Start of Selected extract

In the Ariosa Diagnostics v. ISIS Innovation Limited inter partes review, the PTAB set for the guidelines for taking depositions in a foreign language as required by 37 C.F.R. § 42.53(c). In addition to the requirement of 42.53(c) that the party calling the witness must initiate a conference with the Board at least five days before the deposition, the Board directed the parties to the following guidelines:
In the guidelines below, "party" refers to the party proffering the witness, and "opponent" refers to the party cross-examining the witness.
- The party proffering the witness is responsible for providing a "first interpreter" who can interpret using a consecutive mode of interpretation.
- At least five (5) business days before the cross-examination deposition, the party shall provide to the opponent the name, business address, business telephone number, e-mail address, and resume of the first interpreter.
- The opponent may engage the services at the counsel table of a "second interpreter."
- At least five (5) business days before the cross-examination deposition, the opponent shall provide to the party the name, business address, business telephone number, e-mail address, and resume of the second interpreter.
- The consecutive mode of interpretation shall be used.
- If the second interpreter has a disagreement with the first interpreter regarding the interpretation of the question and/or the answer, the second interpreter should inform counsel by note. If counsel desires to raise the disagreement on the record, the second interpreter, using the consecutive mode, will be allowed to interpret the question for the witness, as well as the witness' answer to the second interpreter's interpretation of the question.
- If there is a disagreement as to interpretation, and the first and second interpreter cannot work out a mutually agreeable interpretation, an objection should be made on the record, and the first and second interpreter should specify on the record what they believe to be the correct interpretation.
- In such an event, the Board will determine which interpretation, if any, is to be accorded more weight.
- Collateral attacks with respect to the qualifications of any interpreter, or the manner in which any question or answer was interpreted, shall not be allowed after the conclusion of the deposition.
- Copies of any documents which an interpreter will be required to "sight translate" at the deposition shall be provided to the interpreter no later than three days before the deposition is to take place. Failure to timely provide the documents may result in their exclusion from evidence. Unless agreed to by both parties, the interpreter shall not reveal to opposing counsel the nature of any document so provided.
- If, at any time during the deposition, the interpreter is unable to interpret or translate a word, expression, or special term, the interpreter shall, on the record, advise the parties of the issue.
- An individual may not serve simultaneously as both an attorney for a party and as an interpreter.
In a subsequent decision, in response to being informed that the parties agreed that experts would be deposed in Mexico City, the Board expressed concern about the proper swearing in of the witnesses. The Petitioner informed the Board that the appropriate consular official would swear in the witnesses. The Board then addressed four additional issues raised by the parties concerning the use of translators.
First, the Board stated that voir dire of the interpreter(s) was not required, but could be performed by the parties should they have concerns about the interpreter's qualifications that could not be resolved in advance of the deposition. However, the Board emphasized that such voir dire should be the exception and not the rule. The Board further stated that it will not entertain any objections to a translator's qualification at the time of the deposition that could have been resolved in advance.

End of Selected extract

» **What the task requires**: Print the part of the text on the PTAB's foreign-language deposition guidelines starting at "- The opponent" and ending at "of the question.".

Start of Provided material

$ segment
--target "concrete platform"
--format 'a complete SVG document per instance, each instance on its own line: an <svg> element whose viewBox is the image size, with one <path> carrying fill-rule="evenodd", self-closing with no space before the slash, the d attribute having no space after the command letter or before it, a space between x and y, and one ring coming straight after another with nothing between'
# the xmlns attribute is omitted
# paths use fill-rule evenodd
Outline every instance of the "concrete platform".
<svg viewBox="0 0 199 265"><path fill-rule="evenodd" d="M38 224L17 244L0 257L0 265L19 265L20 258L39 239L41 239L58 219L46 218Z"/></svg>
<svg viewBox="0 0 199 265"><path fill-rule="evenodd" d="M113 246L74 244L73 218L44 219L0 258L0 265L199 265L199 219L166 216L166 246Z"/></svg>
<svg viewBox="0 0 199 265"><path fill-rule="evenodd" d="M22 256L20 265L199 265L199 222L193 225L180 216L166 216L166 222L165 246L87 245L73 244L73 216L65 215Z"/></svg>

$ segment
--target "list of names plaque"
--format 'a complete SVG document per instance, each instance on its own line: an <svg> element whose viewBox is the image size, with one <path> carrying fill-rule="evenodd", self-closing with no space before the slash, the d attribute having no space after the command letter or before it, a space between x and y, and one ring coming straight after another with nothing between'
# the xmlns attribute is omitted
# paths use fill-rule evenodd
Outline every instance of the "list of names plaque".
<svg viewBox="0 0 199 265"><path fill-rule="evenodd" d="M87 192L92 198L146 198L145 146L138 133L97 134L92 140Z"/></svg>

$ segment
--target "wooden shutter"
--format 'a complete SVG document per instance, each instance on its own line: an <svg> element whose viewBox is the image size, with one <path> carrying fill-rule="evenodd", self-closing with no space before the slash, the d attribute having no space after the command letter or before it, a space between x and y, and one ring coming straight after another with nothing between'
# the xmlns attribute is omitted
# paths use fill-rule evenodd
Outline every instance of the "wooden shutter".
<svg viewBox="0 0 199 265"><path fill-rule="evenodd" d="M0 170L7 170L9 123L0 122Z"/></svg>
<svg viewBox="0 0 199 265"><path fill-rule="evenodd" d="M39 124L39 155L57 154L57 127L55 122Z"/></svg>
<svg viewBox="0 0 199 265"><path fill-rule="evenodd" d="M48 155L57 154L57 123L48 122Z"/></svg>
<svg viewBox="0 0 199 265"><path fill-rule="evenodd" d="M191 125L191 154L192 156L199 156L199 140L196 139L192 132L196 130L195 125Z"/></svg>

End of Provided material

» **Exercise result**:
- The opponent may engage the services at the counsel table of a "second interpreter."
- At least five (5) business days before the cross-examination deposition, the opponent shall provide to the party the name, business address, business telephone number, e-mail address, and resume of the second interpreter.
- The consecutive mode of interpretation shall be used.
- If the second interpreter has a disagreement with the first interpreter regarding the interpretation of the question and/or the answer, the second interpreter should inform counsel by note. If counsel desires to raise the disagreement on the record, the second interpreter, using the consecutive mode, will be allowed to interpret the question for the witness, as well as the witness' answer to the second interpreter's interpretation of the question.